PROVIDED MATERIAL:
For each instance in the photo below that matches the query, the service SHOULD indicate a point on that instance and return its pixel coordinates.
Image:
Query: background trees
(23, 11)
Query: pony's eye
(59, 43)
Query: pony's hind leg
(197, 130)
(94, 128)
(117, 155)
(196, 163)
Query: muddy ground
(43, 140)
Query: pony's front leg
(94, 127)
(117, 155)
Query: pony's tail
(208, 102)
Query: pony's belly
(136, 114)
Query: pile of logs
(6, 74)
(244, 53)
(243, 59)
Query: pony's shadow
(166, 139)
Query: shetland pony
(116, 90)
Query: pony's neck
==
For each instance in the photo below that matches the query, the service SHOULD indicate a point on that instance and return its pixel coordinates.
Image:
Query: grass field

EXERCISE PROMPT: From the records above, quote only the lines running from the line with "Query: pony's shadow" to the line with "Query: pony's neck", both lines included.

ANSWER BOX:
Query: pony's shadow
(166, 139)
Query: shetland pony
(116, 90)
Query: pony's neck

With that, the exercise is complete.